## YOUR TASK
Copy out everything below, from the line containing "of the black" down to the line containing "point(470, 951)", keeping both of those lines and changing nothing.

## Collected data

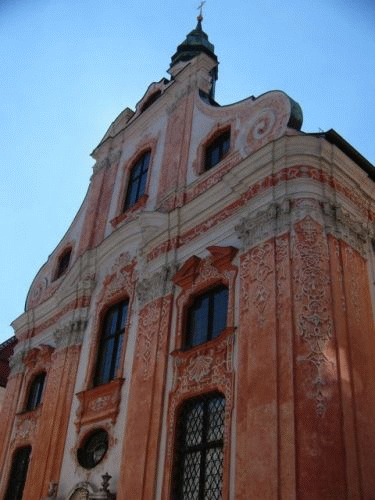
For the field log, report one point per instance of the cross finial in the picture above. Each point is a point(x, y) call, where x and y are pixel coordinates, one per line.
point(200, 7)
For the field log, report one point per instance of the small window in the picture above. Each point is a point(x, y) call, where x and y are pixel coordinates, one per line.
point(63, 263)
point(35, 391)
point(110, 346)
point(198, 467)
point(217, 149)
point(207, 316)
point(18, 474)
point(137, 181)
point(93, 449)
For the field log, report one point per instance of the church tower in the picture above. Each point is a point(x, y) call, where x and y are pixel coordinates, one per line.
point(205, 328)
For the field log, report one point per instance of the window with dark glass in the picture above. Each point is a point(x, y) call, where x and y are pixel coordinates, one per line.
point(63, 263)
point(18, 473)
point(35, 391)
point(207, 316)
point(198, 467)
point(93, 449)
point(137, 181)
point(111, 339)
point(217, 149)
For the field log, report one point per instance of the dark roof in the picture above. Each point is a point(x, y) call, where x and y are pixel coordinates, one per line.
point(337, 140)
point(195, 43)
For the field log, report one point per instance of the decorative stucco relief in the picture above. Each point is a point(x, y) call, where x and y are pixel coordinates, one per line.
point(70, 333)
point(25, 426)
point(155, 286)
point(313, 306)
point(354, 231)
point(203, 369)
point(278, 218)
point(99, 404)
point(152, 332)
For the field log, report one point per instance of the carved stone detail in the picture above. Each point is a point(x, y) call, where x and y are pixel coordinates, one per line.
point(252, 230)
point(205, 368)
point(16, 364)
point(25, 425)
point(158, 285)
point(38, 355)
point(152, 332)
point(100, 403)
point(72, 333)
point(313, 313)
point(343, 226)
point(277, 218)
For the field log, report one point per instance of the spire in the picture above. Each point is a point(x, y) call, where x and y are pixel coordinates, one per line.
point(195, 43)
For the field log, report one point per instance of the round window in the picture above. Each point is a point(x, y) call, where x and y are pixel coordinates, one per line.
point(93, 449)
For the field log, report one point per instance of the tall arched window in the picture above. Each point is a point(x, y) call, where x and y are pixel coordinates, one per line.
point(198, 465)
point(207, 316)
point(18, 473)
point(137, 180)
point(35, 391)
point(111, 339)
point(217, 149)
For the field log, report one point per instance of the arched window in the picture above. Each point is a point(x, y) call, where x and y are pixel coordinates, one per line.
point(198, 465)
point(35, 391)
point(207, 316)
point(18, 474)
point(137, 181)
point(217, 149)
point(111, 339)
point(93, 449)
point(63, 263)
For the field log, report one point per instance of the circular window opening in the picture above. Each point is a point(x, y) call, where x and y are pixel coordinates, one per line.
point(93, 449)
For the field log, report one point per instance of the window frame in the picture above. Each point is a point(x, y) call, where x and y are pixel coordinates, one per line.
point(220, 142)
point(86, 452)
point(182, 449)
point(17, 479)
point(138, 182)
point(211, 332)
point(114, 354)
point(35, 391)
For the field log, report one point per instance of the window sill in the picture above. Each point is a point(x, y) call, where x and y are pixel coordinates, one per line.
point(128, 213)
point(99, 403)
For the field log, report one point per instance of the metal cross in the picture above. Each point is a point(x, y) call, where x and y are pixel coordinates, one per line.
point(200, 6)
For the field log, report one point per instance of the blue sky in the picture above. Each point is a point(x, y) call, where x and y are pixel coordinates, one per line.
point(69, 67)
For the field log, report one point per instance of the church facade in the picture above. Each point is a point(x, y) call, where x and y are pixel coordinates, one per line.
point(205, 328)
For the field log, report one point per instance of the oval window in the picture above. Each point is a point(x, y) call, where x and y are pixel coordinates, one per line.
point(93, 449)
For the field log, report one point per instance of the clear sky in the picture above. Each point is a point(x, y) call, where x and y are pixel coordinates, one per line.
point(69, 67)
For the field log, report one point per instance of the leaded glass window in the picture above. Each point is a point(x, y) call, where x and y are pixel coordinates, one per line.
point(110, 347)
point(35, 391)
point(18, 474)
point(137, 181)
point(217, 149)
point(198, 468)
point(207, 316)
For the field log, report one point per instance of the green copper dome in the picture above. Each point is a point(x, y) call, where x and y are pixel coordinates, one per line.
point(195, 43)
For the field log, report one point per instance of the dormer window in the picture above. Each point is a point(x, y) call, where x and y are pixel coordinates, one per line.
point(63, 263)
point(137, 180)
point(217, 149)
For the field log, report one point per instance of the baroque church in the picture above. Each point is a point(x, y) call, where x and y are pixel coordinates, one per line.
point(205, 328)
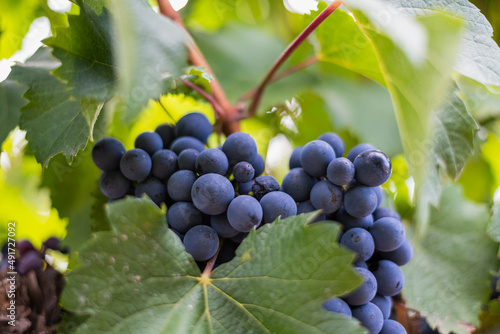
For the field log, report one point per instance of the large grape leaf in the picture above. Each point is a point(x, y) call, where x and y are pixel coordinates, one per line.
point(455, 129)
point(478, 53)
point(11, 102)
point(54, 120)
point(138, 278)
point(84, 49)
point(449, 275)
point(148, 47)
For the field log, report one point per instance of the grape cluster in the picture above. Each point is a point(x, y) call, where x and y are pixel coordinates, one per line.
point(215, 194)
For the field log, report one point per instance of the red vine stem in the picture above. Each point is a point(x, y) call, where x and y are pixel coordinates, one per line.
point(227, 112)
point(286, 54)
point(217, 108)
point(283, 74)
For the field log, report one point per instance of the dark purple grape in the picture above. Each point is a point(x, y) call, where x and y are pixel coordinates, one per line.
point(164, 164)
point(353, 153)
point(194, 125)
point(150, 142)
point(136, 164)
point(334, 141)
point(167, 133)
point(315, 157)
point(244, 213)
point(243, 172)
point(107, 153)
point(373, 168)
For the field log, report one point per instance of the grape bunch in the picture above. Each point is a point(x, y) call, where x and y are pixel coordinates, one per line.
point(220, 194)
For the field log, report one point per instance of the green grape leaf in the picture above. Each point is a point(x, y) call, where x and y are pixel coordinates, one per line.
point(449, 276)
point(483, 103)
point(149, 48)
point(11, 102)
point(84, 49)
point(478, 53)
point(454, 135)
point(138, 278)
point(61, 178)
point(53, 119)
point(233, 47)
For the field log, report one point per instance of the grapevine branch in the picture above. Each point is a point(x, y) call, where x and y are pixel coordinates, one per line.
point(196, 58)
point(227, 114)
point(288, 51)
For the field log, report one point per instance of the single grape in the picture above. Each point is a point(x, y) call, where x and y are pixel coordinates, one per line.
point(401, 255)
point(326, 196)
point(360, 201)
point(211, 160)
point(315, 157)
point(167, 134)
point(337, 305)
point(349, 221)
point(392, 327)
point(177, 234)
point(373, 168)
point(30, 261)
point(243, 172)
point(390, 278)
point(264, 185)
point(107, 153)
point(385, 212)
point(359, 264)
point(353, 153)
point(277, 203)
point(379, 194)
point(238, 147)
point(388, 234)
point(294, 161)
point(384, 303)
point(245, 188)
point(150, 142)
point(182, 143)
point(238, 238)
point(298, 184)
point(365, 292)
point(221, 225)
point(212, 193)
point(113, 184)
point(194, 125)
point(182, 216)
point(370, 317)
point(359, 241)
point(334, 141)
point(135, 164)
point(24, 247)
point(340, 171)
point(244, 213)
point(164, 164)
point(258, 165)
point(201, 242)
point(180, 184)
point(154, 188)
point(305, 207)
point(187, 159)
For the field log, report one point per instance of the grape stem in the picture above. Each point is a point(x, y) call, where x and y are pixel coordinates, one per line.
point(252, 110)
point(283, 74)
point(196, 58)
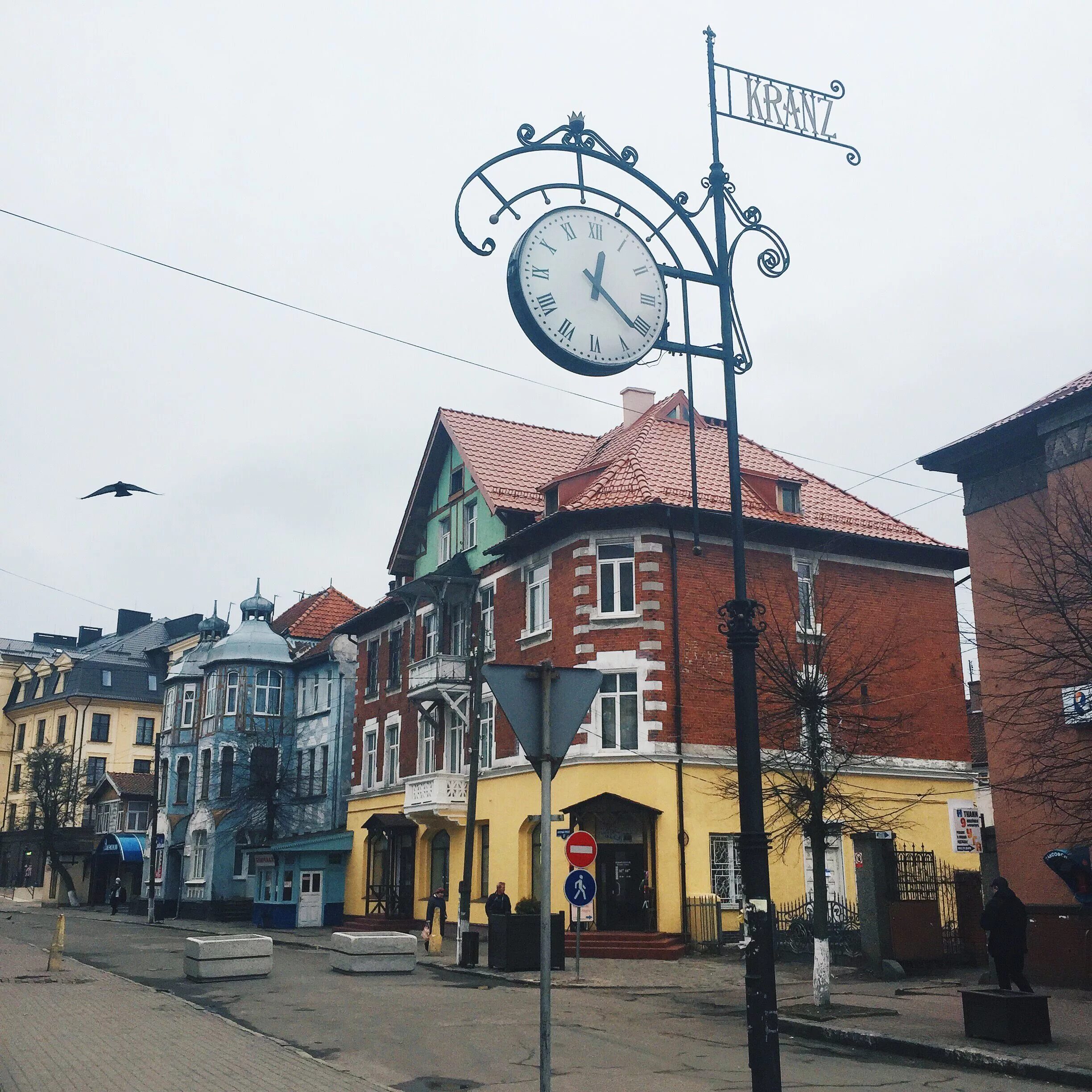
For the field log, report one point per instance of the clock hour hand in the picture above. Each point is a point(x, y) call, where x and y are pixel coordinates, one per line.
point(598, 280)
point(606, 296)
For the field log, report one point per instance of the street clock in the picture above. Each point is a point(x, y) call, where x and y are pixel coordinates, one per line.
point(587, 291)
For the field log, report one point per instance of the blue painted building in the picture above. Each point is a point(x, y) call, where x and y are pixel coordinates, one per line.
point(255, 767)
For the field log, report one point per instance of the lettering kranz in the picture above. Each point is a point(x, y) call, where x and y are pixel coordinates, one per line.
point(796, 110)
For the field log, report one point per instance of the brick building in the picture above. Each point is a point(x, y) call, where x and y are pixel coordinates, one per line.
point(1020, 476)
point(581, 549)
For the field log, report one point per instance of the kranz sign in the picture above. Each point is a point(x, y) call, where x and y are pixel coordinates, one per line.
point(789, 108)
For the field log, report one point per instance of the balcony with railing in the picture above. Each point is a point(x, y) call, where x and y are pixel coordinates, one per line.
point(433, 675)
point(439, 795)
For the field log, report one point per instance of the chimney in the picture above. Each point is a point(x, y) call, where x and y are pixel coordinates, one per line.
point(128, 620)
point(635, 401)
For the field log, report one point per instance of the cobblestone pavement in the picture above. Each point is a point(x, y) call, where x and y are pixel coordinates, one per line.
point(430, 1031)
point(80, 1029)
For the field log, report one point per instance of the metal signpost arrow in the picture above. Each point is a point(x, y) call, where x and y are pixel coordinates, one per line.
point(545, 706)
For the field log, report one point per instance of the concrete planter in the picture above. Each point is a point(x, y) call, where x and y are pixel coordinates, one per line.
point(374, 952)
point(211, 959)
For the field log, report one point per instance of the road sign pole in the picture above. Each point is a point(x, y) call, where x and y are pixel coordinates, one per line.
point(545, 676)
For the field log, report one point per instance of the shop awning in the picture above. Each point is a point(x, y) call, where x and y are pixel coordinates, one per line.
point(340, 841)
point(130, 847)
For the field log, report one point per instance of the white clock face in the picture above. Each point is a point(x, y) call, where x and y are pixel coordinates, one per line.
point(590, 289)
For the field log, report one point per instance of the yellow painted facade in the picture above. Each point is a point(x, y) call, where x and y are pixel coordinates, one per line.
point(509, 804)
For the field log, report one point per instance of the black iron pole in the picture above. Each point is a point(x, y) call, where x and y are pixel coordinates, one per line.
point(742, 633)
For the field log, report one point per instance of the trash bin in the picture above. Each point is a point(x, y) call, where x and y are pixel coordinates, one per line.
point(470, 951)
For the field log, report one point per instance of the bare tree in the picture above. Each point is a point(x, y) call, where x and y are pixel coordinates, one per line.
point(1034, 629)
point(831, 710)
point(54, 783)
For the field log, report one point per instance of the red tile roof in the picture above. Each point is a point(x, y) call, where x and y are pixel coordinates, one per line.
point(314, 617)
point(509, 460)
point(649, 462)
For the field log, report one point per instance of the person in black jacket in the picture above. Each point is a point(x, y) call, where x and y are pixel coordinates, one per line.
point(498, 902)
point(1005, 918)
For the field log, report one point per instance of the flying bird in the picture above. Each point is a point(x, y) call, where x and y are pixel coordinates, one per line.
point(120, 489)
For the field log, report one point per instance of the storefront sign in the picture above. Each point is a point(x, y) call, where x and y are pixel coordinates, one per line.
point(966, 820)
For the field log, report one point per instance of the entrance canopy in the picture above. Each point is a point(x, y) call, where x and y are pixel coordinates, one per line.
point(130, 847)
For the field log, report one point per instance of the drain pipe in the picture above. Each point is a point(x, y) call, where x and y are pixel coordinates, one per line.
point(677, 712)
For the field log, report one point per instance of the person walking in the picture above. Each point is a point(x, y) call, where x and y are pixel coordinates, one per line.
point(498, 902)
point(1005, 918)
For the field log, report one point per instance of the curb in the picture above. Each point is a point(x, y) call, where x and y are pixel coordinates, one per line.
point(968, 1057)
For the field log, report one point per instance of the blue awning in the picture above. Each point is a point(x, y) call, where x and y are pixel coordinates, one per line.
point(130, 847)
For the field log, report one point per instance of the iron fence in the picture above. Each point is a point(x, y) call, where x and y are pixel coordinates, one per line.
point(795, 930)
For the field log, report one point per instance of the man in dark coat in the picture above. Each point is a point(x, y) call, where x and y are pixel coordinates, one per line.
point(1005, 918)
point(498, 902)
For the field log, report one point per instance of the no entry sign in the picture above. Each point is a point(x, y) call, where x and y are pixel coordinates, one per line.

## SOLUTION TO THIS EXERCISE
For the field log, report one point per instance of the black iron pole in the picture above. Each point is a point(x, y) call, where x and y are pixel coordinates, one per line.
point(742, 633)
For the field log, report one point per instance of the trash bin in the picture above. Each point is a point(x, y) call, where x and y are pixel coordinates, one per line.
point(470, 951)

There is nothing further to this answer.